Study text:
…and the public didn’t know yet about Katyn.
It was not yet official.
That same day, Minister Goebbels noted in his diary
that “some 10,000” graves (!) had been discovered in Katyn Forest” and he
delineated the steps he planned for in dealing with this matter:
I saw to
it that the Polish graves be inspected, that neutral journalists from Berlin be
sent to conduct an inspection of the site of the mass Polish graves. I also
ordered that Polish intellectuals be brought there. They can see with their own
eyes what awaits them if their desire is fulfilled and Germany is vanquished by
the Bolsheviks.
Lt. Voss had been
collecting testimony from various local citizens as early as February 27 and
they included Parfeon Kiselov (age 72), Ivan Grivasorov (age 26), and Ivan
Andreyev (age 26) and it is Kiselov’s testimony that Voss quoted extensively in
his March 4 report. Three lesser known
local witnesses testified somewhat later: Ivan Krivozercov’s (age 27) statement
was taken on April 5, and on April 6, the final two appeared: Mikhail Schigulov
(age 28) and Alexei Sladkov (age 68). Their statements concurred as to dates,
locations, the fact that it had been Polish officers who had been brought there
and the reputation of the site. It is clear that the Wehrmacht Special Police
Unit was working on determining the facts prior to any instructions or responses
from the Propaganda Ministry in Berlin.

Work instruction 1: In the passage on the Katyn graves, on what date was Ivan Krivozercov's statement taken?
Work instruction 2: Reproduce the Katyn passage starting with "That same day, Minister" and going on through "the Bolsheviks.", substituting "reporters" for "journalists".
Work instruction 3: Write a continuation of the passage on the Katyn investigation that picks up after its final sentence.

Excerpted records:
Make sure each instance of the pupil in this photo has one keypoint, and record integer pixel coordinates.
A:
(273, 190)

==

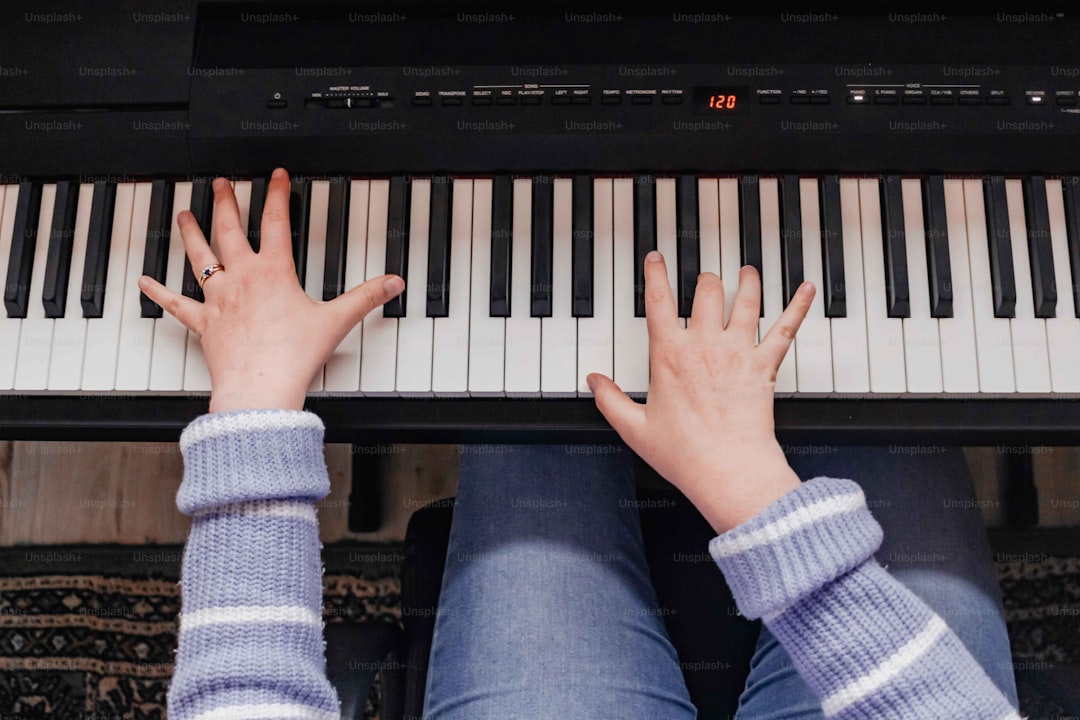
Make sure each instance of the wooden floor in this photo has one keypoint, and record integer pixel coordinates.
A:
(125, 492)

* * *

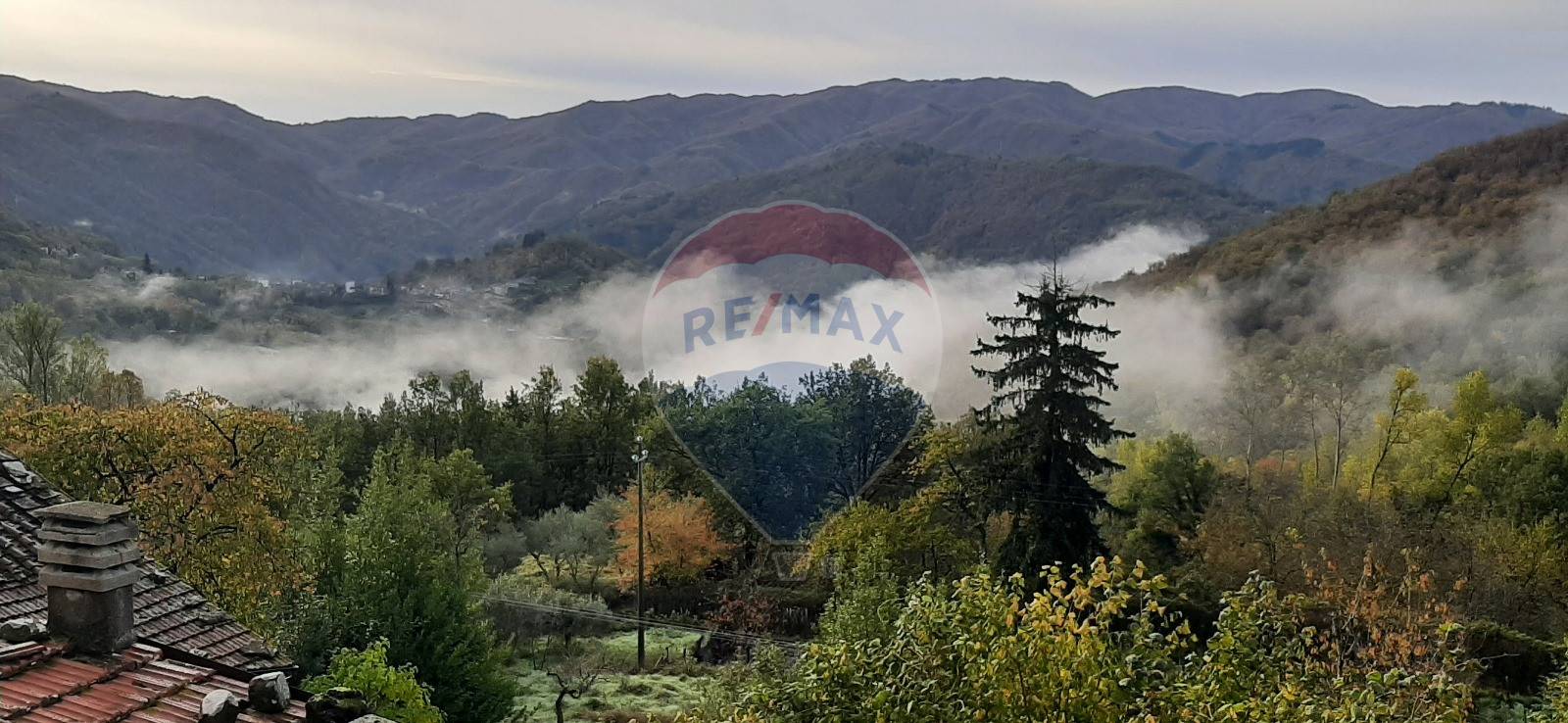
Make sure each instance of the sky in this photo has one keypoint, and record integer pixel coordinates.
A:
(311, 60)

Task answer 1: April 5

Task answer 2:
That same day, Minister Goebbels noted in his diary
that “some 10,000” graves (!) had been discovered in Katyn Forest” and he
delineated the steps he planned for in dealing with this matter:
I saw to
it that the Polish graves be inspected, that neutral reporters from Berlin be
sent to conduct an inspection of the site of the mass Polish graves. I also
ordered that Polish intellectuals be brought there. They can see with their own
eyes what awaits them if their desire is fulfilled and Germany is vanquished by
the Bolsheviks.

Task answer 3:
It is also clear
that the Wehrmacht Medical Committee under the command of Dr. Buhtz, who had
been stationed in Smolensk, must already have been in situ prior to April 9 and
conducting its work as the Polish representatives who were brought there in
early April could note. General von Gersdorff noted that the Wehrmacht Medical
Commission (actually members of the Institute of Forensic Medicine then located
in Breslau) under Dr. Buhtz were working in Katyn in March, and Albert Pfeiffer,
assigned to Lt. Voss’ unit stated the exhumations started in the second half of
March, similarly Hans Bless, a reconnaissance officer in the Wehrmacht stated
he had been in Katyn and seen exhumations no later than March 20-25.
In addition to the Wehrmacht, there were
Volksdeutsch working with the forensic team on the exhumation, primarily used
for typing the reports or reading the written materials hidden in the uniform
pockets. The presence of the Volksdeutsch at the site is generally not specifically
noted, in part perhaps, because included
in that group were the only women present, on an ongoing basis, at the Katyn
Massacre site during the German exhumations.
Almost none of the reports mention that
women worked at the site of the exhumations, and none of them were ever called
as witnesses either in Nuremberg or at the Madden Committee Hearings – however
German propaganda photos certainly do show them and those images even appear as
evidence in the Madden Committee Testimony.